Task brief:
Gather every line of the rows below that contains the string "lawn", where case counts.

Records of labeled boxes:
------------------------------------------------
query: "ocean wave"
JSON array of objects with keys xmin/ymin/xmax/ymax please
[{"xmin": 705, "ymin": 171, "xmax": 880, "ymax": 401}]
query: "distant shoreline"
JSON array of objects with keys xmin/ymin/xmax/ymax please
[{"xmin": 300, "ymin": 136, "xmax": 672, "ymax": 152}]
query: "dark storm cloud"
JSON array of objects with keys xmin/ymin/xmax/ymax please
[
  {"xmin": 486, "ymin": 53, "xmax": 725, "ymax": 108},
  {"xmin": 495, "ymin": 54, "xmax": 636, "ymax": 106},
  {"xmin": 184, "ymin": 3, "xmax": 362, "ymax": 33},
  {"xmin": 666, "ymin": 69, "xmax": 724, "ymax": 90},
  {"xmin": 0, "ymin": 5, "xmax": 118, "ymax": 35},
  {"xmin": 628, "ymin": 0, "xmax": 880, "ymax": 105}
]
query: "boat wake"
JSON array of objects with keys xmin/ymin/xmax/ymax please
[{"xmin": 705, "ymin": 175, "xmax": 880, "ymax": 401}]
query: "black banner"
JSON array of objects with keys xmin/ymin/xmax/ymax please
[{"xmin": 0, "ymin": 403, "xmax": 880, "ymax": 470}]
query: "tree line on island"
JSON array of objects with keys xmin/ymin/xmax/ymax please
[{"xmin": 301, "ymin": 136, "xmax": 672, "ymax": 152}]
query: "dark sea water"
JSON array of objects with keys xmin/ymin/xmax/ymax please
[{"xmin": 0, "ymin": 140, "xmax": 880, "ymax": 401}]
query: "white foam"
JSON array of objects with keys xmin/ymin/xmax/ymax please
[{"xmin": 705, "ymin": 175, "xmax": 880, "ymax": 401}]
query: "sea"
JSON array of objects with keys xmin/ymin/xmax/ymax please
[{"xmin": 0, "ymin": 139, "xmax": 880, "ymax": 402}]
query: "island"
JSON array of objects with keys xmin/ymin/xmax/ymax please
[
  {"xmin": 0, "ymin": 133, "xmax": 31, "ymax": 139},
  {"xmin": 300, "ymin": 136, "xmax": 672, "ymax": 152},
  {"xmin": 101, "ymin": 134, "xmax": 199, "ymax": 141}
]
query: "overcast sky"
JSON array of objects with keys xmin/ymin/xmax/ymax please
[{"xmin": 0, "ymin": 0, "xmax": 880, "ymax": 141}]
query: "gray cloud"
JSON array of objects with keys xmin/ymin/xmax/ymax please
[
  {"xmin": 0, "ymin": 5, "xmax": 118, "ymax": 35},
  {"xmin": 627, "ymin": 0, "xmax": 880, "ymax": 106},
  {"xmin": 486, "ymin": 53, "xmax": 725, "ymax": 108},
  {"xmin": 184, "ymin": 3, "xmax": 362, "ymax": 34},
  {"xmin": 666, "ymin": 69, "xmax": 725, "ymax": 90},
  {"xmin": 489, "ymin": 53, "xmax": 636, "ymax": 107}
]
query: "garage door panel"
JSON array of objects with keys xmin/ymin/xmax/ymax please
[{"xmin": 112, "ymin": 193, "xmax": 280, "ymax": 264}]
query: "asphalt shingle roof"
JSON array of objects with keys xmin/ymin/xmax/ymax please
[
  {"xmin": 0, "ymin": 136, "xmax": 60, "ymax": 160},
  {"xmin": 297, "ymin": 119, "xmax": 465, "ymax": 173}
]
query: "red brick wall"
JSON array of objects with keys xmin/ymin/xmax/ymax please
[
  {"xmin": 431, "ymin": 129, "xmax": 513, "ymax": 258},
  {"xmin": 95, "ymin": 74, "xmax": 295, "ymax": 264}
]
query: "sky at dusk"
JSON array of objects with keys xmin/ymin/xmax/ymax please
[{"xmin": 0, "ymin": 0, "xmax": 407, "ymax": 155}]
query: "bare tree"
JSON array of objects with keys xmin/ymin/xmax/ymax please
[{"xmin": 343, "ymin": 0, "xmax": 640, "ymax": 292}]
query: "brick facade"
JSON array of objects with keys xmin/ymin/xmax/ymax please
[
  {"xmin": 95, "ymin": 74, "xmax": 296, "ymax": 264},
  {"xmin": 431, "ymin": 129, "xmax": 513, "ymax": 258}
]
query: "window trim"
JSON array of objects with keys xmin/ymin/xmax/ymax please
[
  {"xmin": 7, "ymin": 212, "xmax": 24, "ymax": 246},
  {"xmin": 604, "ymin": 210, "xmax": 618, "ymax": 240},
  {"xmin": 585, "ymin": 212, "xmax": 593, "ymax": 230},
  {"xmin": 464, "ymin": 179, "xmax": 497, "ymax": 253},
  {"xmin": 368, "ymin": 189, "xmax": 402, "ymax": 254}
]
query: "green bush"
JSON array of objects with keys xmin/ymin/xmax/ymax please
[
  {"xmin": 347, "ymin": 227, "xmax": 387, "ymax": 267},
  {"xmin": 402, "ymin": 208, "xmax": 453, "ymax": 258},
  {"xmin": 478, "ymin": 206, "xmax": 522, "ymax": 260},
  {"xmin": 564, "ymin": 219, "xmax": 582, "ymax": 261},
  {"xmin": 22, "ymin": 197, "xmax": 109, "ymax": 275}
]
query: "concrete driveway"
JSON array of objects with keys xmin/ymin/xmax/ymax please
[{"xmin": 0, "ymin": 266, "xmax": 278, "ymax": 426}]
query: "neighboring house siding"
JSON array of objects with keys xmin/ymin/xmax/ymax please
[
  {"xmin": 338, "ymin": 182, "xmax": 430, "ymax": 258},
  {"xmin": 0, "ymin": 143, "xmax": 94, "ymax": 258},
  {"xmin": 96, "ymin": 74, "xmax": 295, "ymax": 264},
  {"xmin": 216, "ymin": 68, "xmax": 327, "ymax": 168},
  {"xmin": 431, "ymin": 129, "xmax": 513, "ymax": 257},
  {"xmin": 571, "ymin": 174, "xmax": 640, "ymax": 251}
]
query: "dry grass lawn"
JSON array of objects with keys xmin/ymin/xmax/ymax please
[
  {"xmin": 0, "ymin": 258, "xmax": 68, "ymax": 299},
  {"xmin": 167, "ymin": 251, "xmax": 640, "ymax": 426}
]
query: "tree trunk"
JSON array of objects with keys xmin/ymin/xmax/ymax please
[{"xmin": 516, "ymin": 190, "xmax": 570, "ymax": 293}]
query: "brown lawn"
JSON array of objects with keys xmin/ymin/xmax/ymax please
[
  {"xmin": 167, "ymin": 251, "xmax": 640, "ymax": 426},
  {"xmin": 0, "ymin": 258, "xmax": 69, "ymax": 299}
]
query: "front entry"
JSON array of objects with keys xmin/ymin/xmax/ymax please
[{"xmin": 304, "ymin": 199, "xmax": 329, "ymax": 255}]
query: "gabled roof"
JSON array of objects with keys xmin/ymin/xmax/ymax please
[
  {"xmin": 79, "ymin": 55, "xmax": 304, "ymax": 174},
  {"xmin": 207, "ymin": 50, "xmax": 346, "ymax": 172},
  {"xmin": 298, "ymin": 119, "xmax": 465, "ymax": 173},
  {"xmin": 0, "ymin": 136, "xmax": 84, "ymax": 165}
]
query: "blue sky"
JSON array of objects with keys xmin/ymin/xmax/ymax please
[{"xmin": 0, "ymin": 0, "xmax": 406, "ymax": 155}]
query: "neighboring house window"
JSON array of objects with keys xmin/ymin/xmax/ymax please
------------------------------------------------
Result of the exercise:
query: "dry grass lawn"
query: "brown lawn"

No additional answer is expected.